| How to complete this task |
Reproduce the data verbatim from its first line up to and including the line that contains "133L89 158L200 154L210".

==*==

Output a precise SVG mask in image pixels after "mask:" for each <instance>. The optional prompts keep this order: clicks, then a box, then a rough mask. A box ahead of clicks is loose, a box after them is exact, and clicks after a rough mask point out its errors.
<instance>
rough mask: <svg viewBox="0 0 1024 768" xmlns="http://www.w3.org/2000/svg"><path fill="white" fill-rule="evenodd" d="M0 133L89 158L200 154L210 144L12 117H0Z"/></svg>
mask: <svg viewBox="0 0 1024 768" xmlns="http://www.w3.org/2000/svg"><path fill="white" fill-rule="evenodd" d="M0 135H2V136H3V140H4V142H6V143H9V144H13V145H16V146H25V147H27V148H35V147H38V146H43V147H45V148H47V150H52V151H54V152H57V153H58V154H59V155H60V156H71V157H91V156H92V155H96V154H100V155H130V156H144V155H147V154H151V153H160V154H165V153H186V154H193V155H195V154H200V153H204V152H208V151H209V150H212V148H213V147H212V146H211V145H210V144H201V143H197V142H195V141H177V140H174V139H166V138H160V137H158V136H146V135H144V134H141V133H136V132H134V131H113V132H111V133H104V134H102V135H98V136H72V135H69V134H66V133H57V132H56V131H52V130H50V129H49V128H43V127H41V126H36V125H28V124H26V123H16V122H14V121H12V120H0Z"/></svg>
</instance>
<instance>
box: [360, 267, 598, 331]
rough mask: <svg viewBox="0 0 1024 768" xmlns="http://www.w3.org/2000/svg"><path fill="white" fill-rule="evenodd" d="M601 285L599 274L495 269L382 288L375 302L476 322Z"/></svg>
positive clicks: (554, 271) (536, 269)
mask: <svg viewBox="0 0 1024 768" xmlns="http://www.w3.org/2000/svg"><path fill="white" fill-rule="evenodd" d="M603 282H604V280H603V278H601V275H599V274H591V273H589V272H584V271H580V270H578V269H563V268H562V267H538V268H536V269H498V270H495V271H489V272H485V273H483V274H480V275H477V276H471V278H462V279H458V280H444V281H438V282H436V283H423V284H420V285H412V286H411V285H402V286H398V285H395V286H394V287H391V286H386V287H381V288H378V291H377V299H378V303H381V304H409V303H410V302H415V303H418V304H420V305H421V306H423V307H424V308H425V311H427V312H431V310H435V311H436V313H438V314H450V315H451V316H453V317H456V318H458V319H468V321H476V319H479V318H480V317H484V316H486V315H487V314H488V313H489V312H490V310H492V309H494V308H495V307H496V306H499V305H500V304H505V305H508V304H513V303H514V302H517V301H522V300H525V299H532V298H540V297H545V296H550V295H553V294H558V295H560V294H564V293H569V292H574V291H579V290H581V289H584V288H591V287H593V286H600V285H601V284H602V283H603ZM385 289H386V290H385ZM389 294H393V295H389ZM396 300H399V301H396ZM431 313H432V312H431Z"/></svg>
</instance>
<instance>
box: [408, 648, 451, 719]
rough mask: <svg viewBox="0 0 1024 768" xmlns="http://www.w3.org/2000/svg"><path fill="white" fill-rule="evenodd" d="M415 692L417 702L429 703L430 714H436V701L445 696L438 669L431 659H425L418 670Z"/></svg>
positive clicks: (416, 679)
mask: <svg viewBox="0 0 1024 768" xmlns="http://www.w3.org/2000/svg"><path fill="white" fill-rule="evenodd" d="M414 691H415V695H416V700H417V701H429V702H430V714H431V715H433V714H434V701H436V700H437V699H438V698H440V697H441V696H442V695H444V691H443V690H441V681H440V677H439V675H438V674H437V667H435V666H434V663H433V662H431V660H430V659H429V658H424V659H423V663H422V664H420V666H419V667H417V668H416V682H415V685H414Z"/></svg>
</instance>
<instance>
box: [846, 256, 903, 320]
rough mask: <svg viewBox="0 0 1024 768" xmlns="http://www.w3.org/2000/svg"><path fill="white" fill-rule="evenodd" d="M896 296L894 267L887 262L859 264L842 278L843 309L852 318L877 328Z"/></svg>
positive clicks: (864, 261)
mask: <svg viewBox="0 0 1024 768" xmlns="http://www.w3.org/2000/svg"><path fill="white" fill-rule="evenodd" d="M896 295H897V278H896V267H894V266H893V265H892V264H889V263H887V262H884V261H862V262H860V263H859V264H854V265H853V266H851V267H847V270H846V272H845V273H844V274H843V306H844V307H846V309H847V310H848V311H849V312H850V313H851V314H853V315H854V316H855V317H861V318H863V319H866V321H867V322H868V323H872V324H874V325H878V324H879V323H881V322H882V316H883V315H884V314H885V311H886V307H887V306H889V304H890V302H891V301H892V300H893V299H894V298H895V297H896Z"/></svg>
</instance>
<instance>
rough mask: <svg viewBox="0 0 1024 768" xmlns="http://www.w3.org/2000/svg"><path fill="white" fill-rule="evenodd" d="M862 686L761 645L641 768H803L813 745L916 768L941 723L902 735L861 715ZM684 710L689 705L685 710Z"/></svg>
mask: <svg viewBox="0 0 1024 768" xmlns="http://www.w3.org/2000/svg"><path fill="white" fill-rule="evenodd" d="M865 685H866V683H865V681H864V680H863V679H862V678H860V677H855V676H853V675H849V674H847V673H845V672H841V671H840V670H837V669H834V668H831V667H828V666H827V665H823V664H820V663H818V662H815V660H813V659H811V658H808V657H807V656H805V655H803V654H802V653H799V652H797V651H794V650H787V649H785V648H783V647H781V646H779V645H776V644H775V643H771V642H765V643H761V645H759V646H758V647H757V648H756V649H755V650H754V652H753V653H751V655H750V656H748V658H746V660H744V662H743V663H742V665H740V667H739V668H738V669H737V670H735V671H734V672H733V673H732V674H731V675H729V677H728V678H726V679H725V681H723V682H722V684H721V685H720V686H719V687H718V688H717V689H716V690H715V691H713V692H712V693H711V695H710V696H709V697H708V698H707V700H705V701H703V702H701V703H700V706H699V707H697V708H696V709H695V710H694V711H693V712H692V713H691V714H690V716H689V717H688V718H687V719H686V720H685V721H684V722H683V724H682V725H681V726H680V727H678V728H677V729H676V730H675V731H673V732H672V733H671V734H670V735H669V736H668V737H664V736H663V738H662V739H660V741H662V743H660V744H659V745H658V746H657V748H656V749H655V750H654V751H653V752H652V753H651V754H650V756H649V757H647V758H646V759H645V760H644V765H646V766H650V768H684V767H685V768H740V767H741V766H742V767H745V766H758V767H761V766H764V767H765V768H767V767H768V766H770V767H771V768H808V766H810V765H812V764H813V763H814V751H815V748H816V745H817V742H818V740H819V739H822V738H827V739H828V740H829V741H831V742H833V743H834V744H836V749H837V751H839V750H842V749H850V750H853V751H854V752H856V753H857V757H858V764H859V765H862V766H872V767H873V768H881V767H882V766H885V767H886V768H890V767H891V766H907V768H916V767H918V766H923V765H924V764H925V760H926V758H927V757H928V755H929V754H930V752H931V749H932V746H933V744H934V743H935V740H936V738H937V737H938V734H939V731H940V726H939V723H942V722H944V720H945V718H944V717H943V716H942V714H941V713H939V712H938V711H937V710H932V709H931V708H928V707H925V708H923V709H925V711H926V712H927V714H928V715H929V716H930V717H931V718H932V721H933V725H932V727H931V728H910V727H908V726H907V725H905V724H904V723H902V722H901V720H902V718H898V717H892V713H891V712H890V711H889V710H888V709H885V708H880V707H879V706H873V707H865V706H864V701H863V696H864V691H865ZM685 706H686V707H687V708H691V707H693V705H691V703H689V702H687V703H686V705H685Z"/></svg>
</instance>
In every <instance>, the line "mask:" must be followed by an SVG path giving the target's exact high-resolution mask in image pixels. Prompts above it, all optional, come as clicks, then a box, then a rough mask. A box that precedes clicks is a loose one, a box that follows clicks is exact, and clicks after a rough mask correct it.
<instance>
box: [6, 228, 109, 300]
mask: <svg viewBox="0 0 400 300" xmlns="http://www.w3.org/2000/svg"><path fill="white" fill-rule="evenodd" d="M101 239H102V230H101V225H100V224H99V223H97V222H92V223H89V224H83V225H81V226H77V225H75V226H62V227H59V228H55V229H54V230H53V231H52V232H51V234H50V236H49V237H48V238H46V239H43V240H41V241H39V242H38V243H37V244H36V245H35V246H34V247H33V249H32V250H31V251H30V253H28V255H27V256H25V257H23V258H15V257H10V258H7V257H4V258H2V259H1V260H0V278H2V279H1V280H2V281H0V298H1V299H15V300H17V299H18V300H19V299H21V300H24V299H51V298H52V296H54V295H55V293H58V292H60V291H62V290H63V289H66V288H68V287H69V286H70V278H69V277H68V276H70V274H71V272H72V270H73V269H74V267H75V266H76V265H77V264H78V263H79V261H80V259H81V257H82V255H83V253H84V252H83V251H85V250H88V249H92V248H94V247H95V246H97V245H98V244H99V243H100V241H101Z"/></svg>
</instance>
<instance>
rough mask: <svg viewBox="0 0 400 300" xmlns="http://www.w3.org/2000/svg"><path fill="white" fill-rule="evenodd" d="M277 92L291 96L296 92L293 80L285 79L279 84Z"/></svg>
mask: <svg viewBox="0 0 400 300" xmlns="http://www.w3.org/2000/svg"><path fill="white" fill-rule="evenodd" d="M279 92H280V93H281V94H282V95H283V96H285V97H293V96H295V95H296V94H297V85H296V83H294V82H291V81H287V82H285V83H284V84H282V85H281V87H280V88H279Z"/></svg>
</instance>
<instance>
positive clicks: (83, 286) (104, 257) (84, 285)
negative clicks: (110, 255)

==*==

| Task response |
Output a precise SVG mask in image pixels after "mask:" for each <instance>. The optional prompts keep this order: clicks, then a box, then a rough mask. A box ahead of clicks is loose, a box after them is exact, and clicks after a rough mask point out its errors.
<instance>
rough mask: <svg viewBox="0 0 1024 768" xmlns="http://www.w3.org/2000/svg"><path fill="white" fill-rule="evenodd" d="M0 133L89 158L200 154L210 144L12 117H0Z"/></svg>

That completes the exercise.